Quoted text:
A bitwise operator operates on bitstrings of equal length, and applies a boolean operator to bits of equal ranks in its inputs to form the bit of that rank in the output. Thus the bitwise XOR operator simply applies the above table for each bits of the input. An example with $8$-bit bitstrings:

$$\begin{array}{c|c|c|c} &\text{bitstrings}&\text{binary}&\text{hexadecimal}\\ \hline \text{first/left input}&A&00110001&\tt{31_h}\\ \text{second/right input}&B&01011100&\tt{5c_h}\\ \hline \text{output}&A\oplus B&01101101&\tt{6d_h}\\ \end{array}$$

The bitwise XOR operator $\oplus$ inherits the properties of the bit operator $\oplus$:

  • associativity: $\forall X$, $\forall Y$, $\forall Z$, $\ (X\oplus Y)\oplus Z\,=\,X\oplus(Y\oplus Z)$
  • commutativity: $\forall X$, $\forall Y$, $\ X\oplus Y\,=\,Y\oplus X$
  • there's an identity element, that's the all-zero bitstring: $$\forall X,\ X\oplus{\underbrace{0\ldots0}_{|X|\text{ bits}}}\,=\,X\,=\,{\underbrace{0\ldots0}_{|X|\text{ bits}}}\oplus X$$ where $|X|$ is the bit width of $X$.
    Equivalently: $\forall X$, $\ X\oplus0^{|X|}\,=\,X\,=\,0^{|X|}\oplus X$.

    For $8$-bit operands as in the example above, $0^{|X|}$ is $00000000$ or $\tt{00_h}$.

Your instructions:
Transcribe the passage on bitwise XOR in full, with every character unchanged. The listing plays no part in the work here.

Excerpts from a point labeling dataset:
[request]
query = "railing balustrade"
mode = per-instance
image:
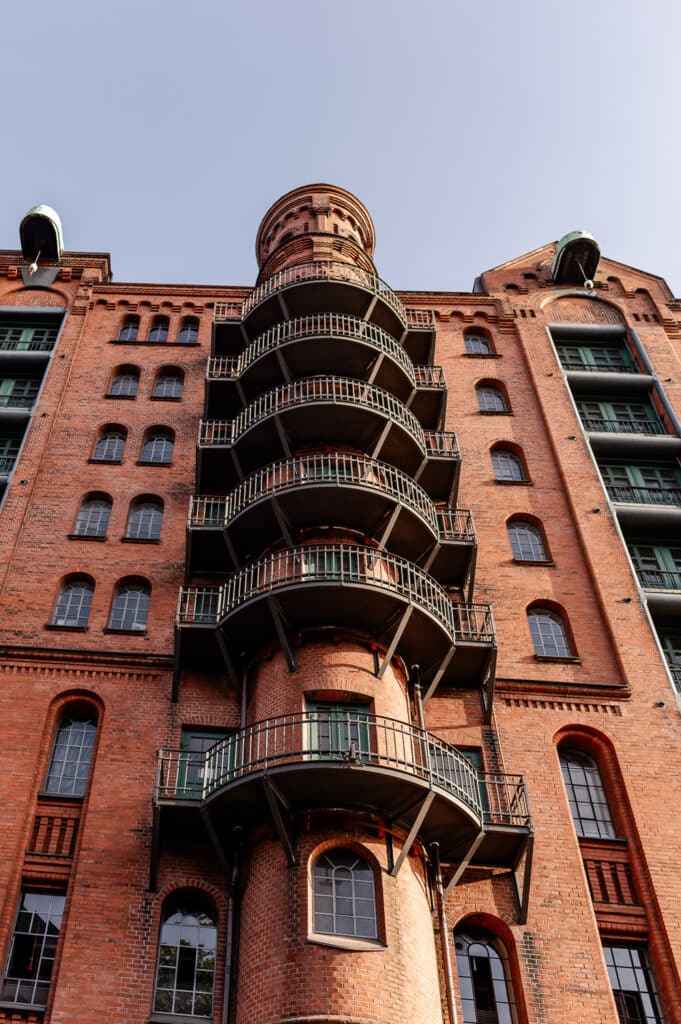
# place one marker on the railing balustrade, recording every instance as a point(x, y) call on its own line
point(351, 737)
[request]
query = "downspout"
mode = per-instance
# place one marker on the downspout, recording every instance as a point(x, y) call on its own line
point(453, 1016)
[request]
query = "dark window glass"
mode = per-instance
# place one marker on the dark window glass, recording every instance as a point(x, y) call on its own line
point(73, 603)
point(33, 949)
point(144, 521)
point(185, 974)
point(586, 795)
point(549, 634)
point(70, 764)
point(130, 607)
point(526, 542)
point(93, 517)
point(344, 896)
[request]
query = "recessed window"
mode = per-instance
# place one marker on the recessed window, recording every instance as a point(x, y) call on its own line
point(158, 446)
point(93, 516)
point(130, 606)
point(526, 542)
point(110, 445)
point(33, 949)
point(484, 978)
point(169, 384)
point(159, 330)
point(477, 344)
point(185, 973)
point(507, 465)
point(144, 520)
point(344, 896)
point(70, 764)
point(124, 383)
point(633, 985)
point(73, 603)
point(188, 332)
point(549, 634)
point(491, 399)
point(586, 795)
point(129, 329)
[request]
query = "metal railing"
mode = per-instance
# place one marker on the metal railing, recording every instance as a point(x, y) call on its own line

Exercise solution:
A bitwise operator operates on bitstrings of equal length, and applies a boolean operator to bits of equal ranks in its inputs to form the bit of that rank in the output. Thus the bitwise XOR operator simply applies the above table for each bits of the input. An example with $8$-bit bitstrings:

$$\begin{array}{c|c|c|c} &\text{bitstrings}&\text{binary}&\text{hexadecimal}\\ \hline \text{first/left input}&A&00110001&\tt{31_h}\\ \text{second/right input}&B&01011100&\tt{5c_h}\\ \hline \text{output}&A\oplus B&01101101&\tt{6d_h}\\ \end{array}$$

The bitwise XOR operator $\oplus$ inherits the properties of the bit operator $\oplus$:

  • associativity: $\forall X$, $\forall Y$, $\forall Z$, $\ (X\oplus Y)\oplus Z\,=\,X\oplus(Y\oplus Z)$
  • commutativity: $\forall X$, $\forall Y$, $\ X\oplus Y\,=\,Y\oplus X$
  • there's an identity element, that's the all-zero bitstring: $$\forall X,\ X\oplus{\underbrace{0\ldots0}_{|X|\text{ bits}}}\,=\,X\,=\,{\underbrace{0\ldots0}_{|X|\text{ bits}}}\oplus X$$ where $|X|$ is the bit width of $X$.
    Equivalently: $\forall X$, $\ X\oplus0^{|X|}\,=\,X\,=\,0^{|X|}\oplus X$.

    For $8$-bit operands as in the example above, $0^{|X|}$ is $00000000$ or $\tt{00_h}$.